> _EXERCISE DESCRIPTION_:
In the article on weight-loss drugs below, rewrite the paragraph beginning "Many medications for weight loss" as a short bulleted list that keeps its main facts.

> _DOCUMENT EXCERPT_:

═══

FDA approves two drugs for long-term weight loss

Options are limited in America's battle of the bulge. While diet and exercise can help in the short term, they are frustratingly ineffective in the long run.

And, even the search for a magic weight-loss pill is falling short, said Drs. Steven Woloshin and Lisa Schwartz of The Dartmouth Institute for Health Policy & Clinical Practice in the Feb. 10 issue of JAMA Internal Medicine.

Many medications for weight loss have been proposed or are under development. The Federal Drug Administration has approved few drugs for long-term weight loss, and some are no longer marketed because of safety issues, the researchers said. In 2012, though, the FDA approved two drugs for long-term weight loss, lorcaserin hydrochloride (Belviq; Eisai Inc) and phentermine/topiramate (Qsymia; Vivus Inc).

But Dartmouth researchers question how safe these two drugs are based on the FDA approval after one-year trials?

The trials showed that randomization to either drug, in addition to a calorie-restricted diet and increased exercise, was associated with more weight loss than patients' randomization to placebos (3 percent more weight loss with lorcaserin; 7 percent more with phentermine/topiramate).

Both drugs have been associated with serious harms; both drugs' labels include warnings about memory, attention or language problems and depression.

═══

> _RECORDS_:
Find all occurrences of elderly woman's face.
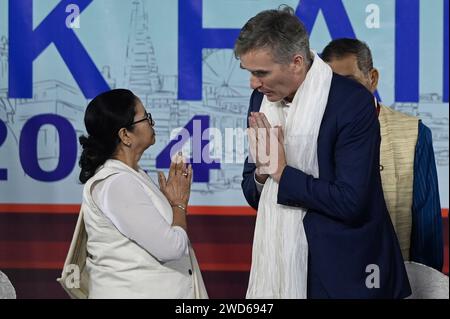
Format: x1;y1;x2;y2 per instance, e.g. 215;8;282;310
133;99;155;150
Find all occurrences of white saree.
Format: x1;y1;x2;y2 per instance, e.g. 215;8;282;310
247;53;333;299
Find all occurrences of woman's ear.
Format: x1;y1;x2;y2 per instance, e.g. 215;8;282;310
117;127;131;146
369;68;380;92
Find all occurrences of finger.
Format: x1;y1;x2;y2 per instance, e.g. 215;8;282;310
187;164;194;185
277;126;284;145
255;112;266;128
247;128;257;163
260;113;272;129
168;156;177;179
248;115;258;130
175;152;184;175
158;172;167;189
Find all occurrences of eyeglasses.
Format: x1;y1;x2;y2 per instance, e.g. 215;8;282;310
129;112;155;126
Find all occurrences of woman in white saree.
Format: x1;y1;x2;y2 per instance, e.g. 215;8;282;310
65;89;207;298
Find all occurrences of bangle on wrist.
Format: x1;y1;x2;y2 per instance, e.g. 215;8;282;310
172;204;186;213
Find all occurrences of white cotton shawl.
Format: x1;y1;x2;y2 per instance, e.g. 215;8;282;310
247;53;333;299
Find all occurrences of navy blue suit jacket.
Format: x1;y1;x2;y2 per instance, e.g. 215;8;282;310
242;74;411;298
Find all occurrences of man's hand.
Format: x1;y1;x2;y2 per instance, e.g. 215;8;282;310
247;112;286;183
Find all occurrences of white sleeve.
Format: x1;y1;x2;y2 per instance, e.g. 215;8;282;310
92;173;189;262
253;172;264;194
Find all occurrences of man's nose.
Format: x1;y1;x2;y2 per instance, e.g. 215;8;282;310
250;75;262;90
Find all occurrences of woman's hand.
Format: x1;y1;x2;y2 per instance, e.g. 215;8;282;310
158;153;192;208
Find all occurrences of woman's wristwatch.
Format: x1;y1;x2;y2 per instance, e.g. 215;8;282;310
172;204;186;213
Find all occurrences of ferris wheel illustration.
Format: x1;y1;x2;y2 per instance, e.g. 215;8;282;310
202;49;250;97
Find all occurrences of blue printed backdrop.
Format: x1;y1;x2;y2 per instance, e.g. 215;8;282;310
0;0;449;207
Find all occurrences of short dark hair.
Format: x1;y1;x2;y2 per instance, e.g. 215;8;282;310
78;89;138;184
321;38;373;74
234;5;312;64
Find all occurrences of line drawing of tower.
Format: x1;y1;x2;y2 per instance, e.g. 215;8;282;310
124;0;161;96
0;36;8;89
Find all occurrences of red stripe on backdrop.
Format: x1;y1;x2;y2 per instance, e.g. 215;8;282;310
0;204;256;216
0;204;448;218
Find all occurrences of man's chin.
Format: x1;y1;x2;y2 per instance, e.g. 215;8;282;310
265;94;282;102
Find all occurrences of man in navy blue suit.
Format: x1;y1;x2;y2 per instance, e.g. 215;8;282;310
235;7;411;298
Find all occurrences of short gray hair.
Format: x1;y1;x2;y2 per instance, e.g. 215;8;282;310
234;5;312;64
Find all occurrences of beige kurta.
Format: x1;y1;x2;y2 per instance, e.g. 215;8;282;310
378;106;419;260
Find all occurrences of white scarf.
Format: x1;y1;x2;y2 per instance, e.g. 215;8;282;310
247;53;333;299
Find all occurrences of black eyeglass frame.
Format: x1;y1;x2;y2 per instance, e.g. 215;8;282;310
127;112;155;127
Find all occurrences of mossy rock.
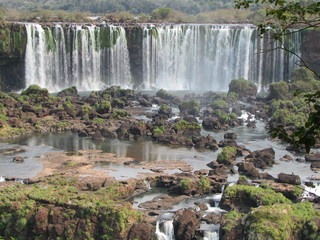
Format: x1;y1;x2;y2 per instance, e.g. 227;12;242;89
291;67;316;83
57;86;78;97
220;185;291;212
268;81;291;100
217;147;237;165
229;78;258;97
179;99;200;116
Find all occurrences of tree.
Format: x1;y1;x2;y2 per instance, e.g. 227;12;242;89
235;0;320;152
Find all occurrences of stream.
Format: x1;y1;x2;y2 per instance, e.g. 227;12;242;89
0;106;320;240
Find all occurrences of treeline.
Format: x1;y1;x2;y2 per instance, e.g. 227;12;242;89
0;0;234;14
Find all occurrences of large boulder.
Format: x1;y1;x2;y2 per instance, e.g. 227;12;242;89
245;148;275;169
278;173;301;185
173;209;200;240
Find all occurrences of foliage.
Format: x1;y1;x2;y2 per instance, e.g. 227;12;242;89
217;147;237;165
224;185;291;207
152;126;165;136
179;99;200;116
270;91;320;152
112;109;129;118
173;120;201;130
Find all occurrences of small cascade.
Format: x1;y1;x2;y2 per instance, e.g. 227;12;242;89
143;24;300;91
155;220;175;240
203;231;219;240
25;23;132;91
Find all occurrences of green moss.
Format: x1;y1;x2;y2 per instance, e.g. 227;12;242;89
179;178;191;190
173;120;201;130
291;67;316;82
217;147;237;165
211;98;229;109
245;202;320;240
179;99;200;116
95;101;112;114
198;177;211;191
222;211;242;232
112;109;129;118
224;185;291;206
52;121;72;129
152;126;165;136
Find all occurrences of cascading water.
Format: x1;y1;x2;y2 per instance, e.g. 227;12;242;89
25;23;132;91
143;25;300;91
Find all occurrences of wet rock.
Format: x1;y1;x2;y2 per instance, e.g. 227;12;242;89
305;153;320;162
157;135;193;147
194;202;208;211
34;208;49;235
173;209;200;240
279;154;293;162
224;133;237;140
245;148;275;169
127;223;154;240
12;156;24;163
207;161;228;176
278;173;301;185
192;136;218;151
310;161;320;172
201;212;221;224
139;194;188;210
247;121;257;128
237;162;259;178
219;139;238;148
92;130;105;142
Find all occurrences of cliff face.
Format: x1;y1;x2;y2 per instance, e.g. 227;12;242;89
301;30;320;75
0;23;320;91
0;23;27;91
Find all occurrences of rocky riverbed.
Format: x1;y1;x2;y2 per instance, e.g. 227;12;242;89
0;79;320;239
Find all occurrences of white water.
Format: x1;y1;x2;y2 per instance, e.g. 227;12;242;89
25;23;132;91
143;25;300;91
156;220;175;240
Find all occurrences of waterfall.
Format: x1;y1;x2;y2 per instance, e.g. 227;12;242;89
25;23;132;91
143;24;300;91
155;220;175;240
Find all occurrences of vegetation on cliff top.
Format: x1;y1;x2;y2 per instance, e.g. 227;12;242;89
0;179;141;239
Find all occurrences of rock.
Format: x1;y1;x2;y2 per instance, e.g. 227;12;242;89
224;133;237;140
245;148;275;169
201;212;221;224
92;130;105;142
139;194;188;210
207;161;228;176
278;173;301;185
173;209;200;240
310;161;320;172
127;223;154;240
279;154;293;162
192;136;218;151
194;202;208;211
12;156;24;163
247;121;257;128
34;208;49;235
305;153;320;162
237;162;259;178
57;86;78;97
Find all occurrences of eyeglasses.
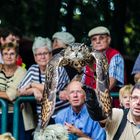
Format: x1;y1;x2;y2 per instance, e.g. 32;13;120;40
70;90;84;94
2;52;16;57
91;34;108;42
35;52;49;57
130;96;140;102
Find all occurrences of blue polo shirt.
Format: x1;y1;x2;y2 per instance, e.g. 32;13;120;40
55;105;106;140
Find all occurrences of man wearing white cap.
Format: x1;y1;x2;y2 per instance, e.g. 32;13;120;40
84;26;124;90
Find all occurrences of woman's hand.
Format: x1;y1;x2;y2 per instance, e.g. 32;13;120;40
32;88;43;101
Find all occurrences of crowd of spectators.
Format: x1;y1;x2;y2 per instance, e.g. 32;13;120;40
0;26;140;140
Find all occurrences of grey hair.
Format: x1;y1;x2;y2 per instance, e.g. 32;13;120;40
0;132;15;140
34;124;68;140
32;36;52;54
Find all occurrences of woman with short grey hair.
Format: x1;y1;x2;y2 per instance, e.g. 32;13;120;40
19;37;52;127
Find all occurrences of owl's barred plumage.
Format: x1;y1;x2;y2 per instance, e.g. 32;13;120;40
34;43;112;140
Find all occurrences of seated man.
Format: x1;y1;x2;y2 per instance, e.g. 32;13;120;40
132;54;140;82
86;83;140;140
55;80;105;140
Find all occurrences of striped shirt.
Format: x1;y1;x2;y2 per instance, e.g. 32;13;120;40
109;54;124;87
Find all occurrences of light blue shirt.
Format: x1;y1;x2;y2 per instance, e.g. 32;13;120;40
109;54;124;87
55;105;106;140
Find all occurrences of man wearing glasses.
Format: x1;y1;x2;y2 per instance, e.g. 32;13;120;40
83;26;124;91
86;82;140;140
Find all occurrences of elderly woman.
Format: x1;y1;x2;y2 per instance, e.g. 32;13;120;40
19;37;52;125
0;43;29;140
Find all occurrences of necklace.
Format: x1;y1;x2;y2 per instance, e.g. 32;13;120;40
131;123;136;140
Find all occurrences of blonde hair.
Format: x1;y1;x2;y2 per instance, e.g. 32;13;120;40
0;133;16;140
34;124;68;140
119;84;133;102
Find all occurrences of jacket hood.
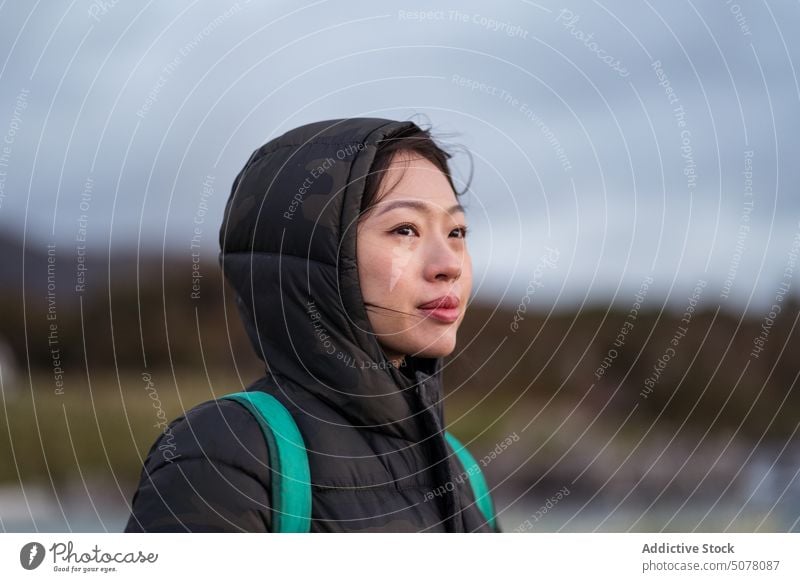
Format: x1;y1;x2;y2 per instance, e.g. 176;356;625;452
219;118;444;441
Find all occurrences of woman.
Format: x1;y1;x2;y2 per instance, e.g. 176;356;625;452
126;118;499;532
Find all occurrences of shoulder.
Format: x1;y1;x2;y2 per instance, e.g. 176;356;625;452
125;399;271;532
145;398;269;486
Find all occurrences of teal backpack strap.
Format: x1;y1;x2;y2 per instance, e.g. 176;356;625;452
444;431;497;530
221;391;311;533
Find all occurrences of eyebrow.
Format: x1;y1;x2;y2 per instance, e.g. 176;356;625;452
377;200;466;216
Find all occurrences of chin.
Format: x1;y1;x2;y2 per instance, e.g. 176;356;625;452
410;333;456;358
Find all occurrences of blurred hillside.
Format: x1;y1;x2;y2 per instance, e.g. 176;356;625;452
0;234;800;529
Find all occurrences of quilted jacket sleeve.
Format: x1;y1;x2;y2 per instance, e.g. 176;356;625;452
125;400;271;532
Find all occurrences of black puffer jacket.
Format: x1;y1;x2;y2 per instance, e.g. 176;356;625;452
126;118;500;532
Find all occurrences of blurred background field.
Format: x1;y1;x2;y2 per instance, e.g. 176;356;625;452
0;253;800;531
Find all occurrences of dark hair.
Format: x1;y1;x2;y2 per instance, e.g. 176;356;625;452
361;124;472;217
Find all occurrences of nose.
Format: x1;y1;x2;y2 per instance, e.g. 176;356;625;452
424;237;467;282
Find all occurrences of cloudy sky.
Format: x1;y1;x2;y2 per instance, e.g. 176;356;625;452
0;0;800;312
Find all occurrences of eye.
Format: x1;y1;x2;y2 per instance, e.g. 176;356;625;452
392;224;419;236
450;225;468;238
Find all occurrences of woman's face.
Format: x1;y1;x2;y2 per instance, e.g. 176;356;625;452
356;152;472;364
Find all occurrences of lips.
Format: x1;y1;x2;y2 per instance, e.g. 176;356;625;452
417;295;459;323
417;295;459;309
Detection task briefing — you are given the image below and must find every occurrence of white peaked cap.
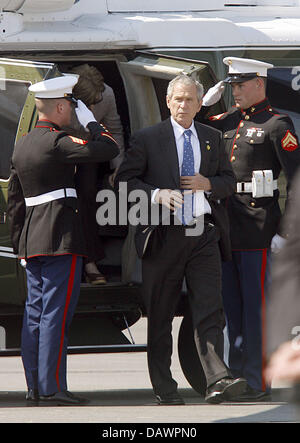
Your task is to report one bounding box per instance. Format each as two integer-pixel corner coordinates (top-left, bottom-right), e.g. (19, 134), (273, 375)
(28, 75), (79, 98)
(223, 57), (274, 83)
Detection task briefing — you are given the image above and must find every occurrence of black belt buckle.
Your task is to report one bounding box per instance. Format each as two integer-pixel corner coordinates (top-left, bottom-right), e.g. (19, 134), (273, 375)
(204, 214), (215, 225)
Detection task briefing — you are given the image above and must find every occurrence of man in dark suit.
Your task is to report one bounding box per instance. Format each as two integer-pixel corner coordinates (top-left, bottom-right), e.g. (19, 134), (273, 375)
(116, 75), (245, 404)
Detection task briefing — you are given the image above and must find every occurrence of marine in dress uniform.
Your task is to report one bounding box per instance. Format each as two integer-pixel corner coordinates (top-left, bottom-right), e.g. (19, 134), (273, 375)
(200, 57), (300, 400)
(8, 76), (119, 404)
(116, 76), (246, 405)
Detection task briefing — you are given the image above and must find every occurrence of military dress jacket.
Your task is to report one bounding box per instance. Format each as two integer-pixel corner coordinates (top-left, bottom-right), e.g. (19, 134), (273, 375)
(115, 118), (235, 260)
(208, 98), (300, 250)
(8, 120), (119, 259)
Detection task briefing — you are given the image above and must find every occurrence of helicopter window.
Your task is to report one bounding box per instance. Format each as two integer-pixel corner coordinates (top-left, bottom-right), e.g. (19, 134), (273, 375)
(267, 66), (300, 136)
(0, 80), (29, 179)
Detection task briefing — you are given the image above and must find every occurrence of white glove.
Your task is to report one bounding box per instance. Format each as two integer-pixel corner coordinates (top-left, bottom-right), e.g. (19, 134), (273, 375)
(75, 100), (97, 128)
(271, 234), (286, 254)
(202, 80), (225, 106)
(20, 258), (27, 268)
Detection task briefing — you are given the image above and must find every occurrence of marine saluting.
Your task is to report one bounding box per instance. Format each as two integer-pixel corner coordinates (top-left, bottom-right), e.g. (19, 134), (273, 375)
(8, 76), (119, 405)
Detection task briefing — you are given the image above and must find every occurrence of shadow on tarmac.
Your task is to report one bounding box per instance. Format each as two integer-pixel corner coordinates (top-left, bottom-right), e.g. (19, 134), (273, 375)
(0, 388), (291, 408)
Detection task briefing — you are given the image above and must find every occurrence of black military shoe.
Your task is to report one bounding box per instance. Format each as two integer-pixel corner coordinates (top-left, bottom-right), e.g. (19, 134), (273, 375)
(205, 377), (247, 405)
(40, 391), (89, 406)
(155, 391), (185, 405)
(25, 389), (40, 405)
(232, 385), (271, 402)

═══

> _EXPECTED ANSWER_:
- Many weight-loss medications have been proposed or are in development.
- Few have been approved for long-term weight loss, and some are no longer marketed because of safety issues.
- In 2012, the FDA approved two drugs for long-term weight loss: lorcaserin hydrochloride (Belviq; Eisai Inc) and phentermine/topiramate (Qsymia; Vivus Inc).